• **Given task**: Repeat the listing below word for word, starting at the line containing "Every instance of the area" and ending with the line containing "pixel 166 375", both included.

• **Extracted material**:
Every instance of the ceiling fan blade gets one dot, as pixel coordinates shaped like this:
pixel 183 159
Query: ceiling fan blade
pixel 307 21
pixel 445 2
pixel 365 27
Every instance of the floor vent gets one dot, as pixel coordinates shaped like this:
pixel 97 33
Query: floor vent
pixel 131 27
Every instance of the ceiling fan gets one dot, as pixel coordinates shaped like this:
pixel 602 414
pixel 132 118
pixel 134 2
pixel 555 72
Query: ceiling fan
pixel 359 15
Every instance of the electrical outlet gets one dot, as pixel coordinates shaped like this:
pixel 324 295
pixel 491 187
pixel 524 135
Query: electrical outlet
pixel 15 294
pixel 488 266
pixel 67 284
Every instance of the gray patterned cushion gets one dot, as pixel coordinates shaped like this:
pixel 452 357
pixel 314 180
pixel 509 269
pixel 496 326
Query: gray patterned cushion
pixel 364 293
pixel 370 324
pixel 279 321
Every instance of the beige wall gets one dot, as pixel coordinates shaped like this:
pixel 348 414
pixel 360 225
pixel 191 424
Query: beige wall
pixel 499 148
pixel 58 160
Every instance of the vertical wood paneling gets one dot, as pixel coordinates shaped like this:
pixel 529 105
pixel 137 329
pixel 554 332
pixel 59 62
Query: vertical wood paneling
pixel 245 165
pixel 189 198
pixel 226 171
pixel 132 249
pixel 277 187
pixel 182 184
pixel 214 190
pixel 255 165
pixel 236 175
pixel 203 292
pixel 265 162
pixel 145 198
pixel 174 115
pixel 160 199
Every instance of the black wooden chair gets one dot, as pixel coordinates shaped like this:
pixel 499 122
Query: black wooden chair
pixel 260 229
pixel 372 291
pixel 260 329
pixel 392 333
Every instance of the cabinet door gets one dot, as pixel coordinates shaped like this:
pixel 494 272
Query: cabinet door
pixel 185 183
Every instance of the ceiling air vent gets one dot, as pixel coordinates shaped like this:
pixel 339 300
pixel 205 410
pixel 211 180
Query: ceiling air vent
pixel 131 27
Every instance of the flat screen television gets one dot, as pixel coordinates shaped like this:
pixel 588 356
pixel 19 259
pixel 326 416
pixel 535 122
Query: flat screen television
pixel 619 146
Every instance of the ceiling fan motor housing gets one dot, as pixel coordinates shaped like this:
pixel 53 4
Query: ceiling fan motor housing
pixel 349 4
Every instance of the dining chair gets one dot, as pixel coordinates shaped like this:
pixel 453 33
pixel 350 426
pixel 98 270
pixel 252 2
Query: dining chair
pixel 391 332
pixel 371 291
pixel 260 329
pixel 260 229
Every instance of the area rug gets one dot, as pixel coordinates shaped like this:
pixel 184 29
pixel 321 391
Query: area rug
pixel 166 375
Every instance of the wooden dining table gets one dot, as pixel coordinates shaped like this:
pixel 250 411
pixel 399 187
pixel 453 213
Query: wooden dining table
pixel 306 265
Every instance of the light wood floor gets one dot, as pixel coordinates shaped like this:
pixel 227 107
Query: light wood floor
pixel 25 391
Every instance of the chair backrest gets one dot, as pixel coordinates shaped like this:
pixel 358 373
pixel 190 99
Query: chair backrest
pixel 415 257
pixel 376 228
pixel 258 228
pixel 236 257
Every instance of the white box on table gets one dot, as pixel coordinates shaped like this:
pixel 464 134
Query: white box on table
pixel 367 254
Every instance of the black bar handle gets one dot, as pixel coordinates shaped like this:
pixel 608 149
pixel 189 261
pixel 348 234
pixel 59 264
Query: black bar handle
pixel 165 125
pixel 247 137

• **Exercise result**:
Every instance of the area rug gets one dot, as pixel coordinates shaped like this:
pixel 184 29
pixel 321 391
Query: area rug
pixel 166 375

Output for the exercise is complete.